** PROVIDED INFORMATION **

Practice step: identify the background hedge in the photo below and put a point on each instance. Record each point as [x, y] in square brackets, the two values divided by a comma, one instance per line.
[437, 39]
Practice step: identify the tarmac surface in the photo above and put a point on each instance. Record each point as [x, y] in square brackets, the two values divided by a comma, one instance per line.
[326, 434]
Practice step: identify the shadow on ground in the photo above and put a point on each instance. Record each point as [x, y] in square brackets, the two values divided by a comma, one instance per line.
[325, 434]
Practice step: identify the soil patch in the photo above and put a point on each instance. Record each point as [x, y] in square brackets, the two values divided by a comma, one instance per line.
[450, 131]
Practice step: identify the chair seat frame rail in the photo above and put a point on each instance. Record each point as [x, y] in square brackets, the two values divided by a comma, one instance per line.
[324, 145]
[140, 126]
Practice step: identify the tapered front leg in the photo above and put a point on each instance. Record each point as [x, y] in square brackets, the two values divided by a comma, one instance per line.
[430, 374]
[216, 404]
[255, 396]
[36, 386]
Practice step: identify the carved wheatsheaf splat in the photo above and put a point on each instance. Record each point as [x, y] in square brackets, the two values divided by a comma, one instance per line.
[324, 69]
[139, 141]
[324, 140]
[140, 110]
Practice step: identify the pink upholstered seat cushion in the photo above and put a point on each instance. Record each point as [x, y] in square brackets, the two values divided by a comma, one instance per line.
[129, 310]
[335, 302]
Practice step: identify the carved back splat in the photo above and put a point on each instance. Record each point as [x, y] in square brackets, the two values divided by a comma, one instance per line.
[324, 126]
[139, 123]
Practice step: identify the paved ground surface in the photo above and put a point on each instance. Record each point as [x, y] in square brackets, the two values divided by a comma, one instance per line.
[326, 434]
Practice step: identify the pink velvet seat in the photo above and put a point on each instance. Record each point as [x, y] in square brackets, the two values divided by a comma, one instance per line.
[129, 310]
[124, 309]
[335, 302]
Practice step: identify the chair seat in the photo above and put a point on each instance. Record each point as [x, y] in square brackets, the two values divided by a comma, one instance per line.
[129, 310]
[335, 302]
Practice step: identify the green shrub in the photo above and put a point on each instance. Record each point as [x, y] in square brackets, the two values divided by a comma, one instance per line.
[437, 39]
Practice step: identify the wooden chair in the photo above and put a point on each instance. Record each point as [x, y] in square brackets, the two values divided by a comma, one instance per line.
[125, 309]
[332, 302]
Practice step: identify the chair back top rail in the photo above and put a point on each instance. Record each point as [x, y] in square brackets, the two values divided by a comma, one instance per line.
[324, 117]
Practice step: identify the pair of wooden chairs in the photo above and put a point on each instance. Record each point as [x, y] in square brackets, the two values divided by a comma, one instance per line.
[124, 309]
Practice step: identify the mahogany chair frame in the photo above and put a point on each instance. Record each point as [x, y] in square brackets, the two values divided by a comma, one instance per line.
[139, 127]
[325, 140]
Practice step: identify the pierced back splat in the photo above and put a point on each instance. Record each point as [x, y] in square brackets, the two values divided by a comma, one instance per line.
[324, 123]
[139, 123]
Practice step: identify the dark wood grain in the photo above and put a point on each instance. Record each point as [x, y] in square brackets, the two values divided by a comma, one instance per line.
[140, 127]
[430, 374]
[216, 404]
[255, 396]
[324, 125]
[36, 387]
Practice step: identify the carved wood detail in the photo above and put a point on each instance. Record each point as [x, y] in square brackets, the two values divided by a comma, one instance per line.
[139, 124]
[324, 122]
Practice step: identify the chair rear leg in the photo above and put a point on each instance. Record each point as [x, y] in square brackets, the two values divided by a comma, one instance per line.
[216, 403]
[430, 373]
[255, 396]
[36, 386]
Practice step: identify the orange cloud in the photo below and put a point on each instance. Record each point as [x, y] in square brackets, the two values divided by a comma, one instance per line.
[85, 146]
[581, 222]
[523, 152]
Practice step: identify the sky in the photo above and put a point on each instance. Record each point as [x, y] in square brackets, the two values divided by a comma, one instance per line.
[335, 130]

** EXERCISE **
An exact copy of every entry is required.

** TASK RESPONSE **
Practice step: identify the background hedge in the photo below and put a point on each instance. Record each point as [x, y] in square brackets, the two values divided by a comma, one instance per line.
[437, 39]
Practice step: identify the tarmac surface in the photo above and put a point on each instance. Record each point as [x, y] in square brackets, the two values divided by a comma, one instance per line.
[326, 434]
Practice step: identify the shadow on ground in the photo above and put a point on each instance. Record each point as [x, y] in square brackets, the two values divided by a comma, one instance per line.
[325, 434]
Practice step: identify the soil patch in the photo above and put a point on each instance. Record each point as [x, y] in square brackets, the two values divided by a comma, one instance per line.
[450, 131]
Practice step: identify the chair seat frame rail in the photo above and put a point on each instance. Record each point as [x, y] in square brackets, the two values divided by a comma, one instance per line.
[324, 145]
[140, 126]
Practice step: identify the tapered front leg in the photo above and put a point on each instance. Record each point as [x, y] in square brackets, the two values divided by a comma, one instance per line.
[430, 374]
[216, 404]
[255, 396]
[36, 386]
Practice step: identify the carved wheatsheaf splat in the photo above and put a point on each instance. Record each point as [x, y] in square brackets, the two values divided by a comma, one instance per line.
[324, 69]
[139, 141]
[324, 140]
[140, 110]
Practice step: identify the pink upholstered seat cushion in the photo above and put a point on each instance. Record each point as [x, y] in square brackets, the two values divided by a comma, one instance per line.
[129, 310]
[335, 302]
Practice step: identify the carved back splat in the photo above and put a point on each instance. Record each point as [x, y] in square brackets, the two values divided by a comma, one instance per line.
[324, 126]
[139, 123]
Practice step: identify the paved ground surface in the photo above and put a point on each instance. Record each point as [x, y] in square brackets, the two values divided by a comma, one instance per line.
[326, 434]
Practice step: identify the pink velvet seat in the photo above and put a point on each instance. Record each point as [x, y] in square brackets, the two values divided by a comma, one instance per line.
[129, 310]
[124, 309]
[335, 302]
Practice step: identify the chair seat in the photo above and put a point on each instance. Record each point as [x, y] in square brackets, the two values divided by a comma, one instance per line.
[129, 310]
[335, 302]
Practice step: identify the green shrub in the photo above and put a point on each instance. Record each point as [x, y] in square brackets, the two values divided by a comma, one instance per line.
[437, 39]
Practice step: identify the wooden chair in the photo above and put a point on each instance. Record each point as [x, y] in square brackets, the two values divided by a comma, one instance per line.
[125, 309]
[332, 302]
Practice step: identify the chair back top rail in the photo above and put a point on each instance. Record each point as [x, y] in square brackets, the two values divided by a comma, one instance per line.
[324, 117]
Practice step: identify the pair of wooden chairs in the photo above and put a point on each instance. Record each point as [x, y] in square brackets, the two values divided by a comma, one instance per line.
[124, 309]
Practice step: identify the mahogany chair frame in the photo above and put a point on each instance. Record each point as [x, y] in square brackets, the two values divided by a comma, one instance per line.
[139, 127]
[325, 140]
Practice step: identify the pierced back splat in the photo above and put a point on each instance. Record each point as [x, y] in square brackets, the two values divided by a comma, one instance per line.
[324, 123]
[139, 123]
Practice step: identify the dark wood grain in the photo above and put a point on each instance. Record each point as [x, y] in square brackets, the two values divided by a comma, one instance per line.
[140, 127]
[430, 374]
[216, 404]
[255, 396]
[324, 125]
[36, 387]
Practice step: identify the carved wood detail in the photo above and put a point on each instance. Record each point as [x, y] in square brackets, the two values divided by a comma, one instance per line.
[139, 124]
[324, 122]
Practice step: identify the chair rear leg in the photo above and put a point on each instance. Record each point as [x, y] in square brackets, the two values divided by a comma, one instance per line.
[216, 403]
[430, 373]
[255, 396]
[36, 386]
Practice step: identify the orange cloud in the photo below and put a point on each instance. Record each point as [x, y] in square brackets, the two values divided by a comma, one instance per line.
[85, 146]
[581, 222]
[523, 152]
Practice step: identify the sky in the photo above and put a point on each instance. Record each point as [x, y] in square brackets, the two values divided by a comma, one instance per line.
[335, 130]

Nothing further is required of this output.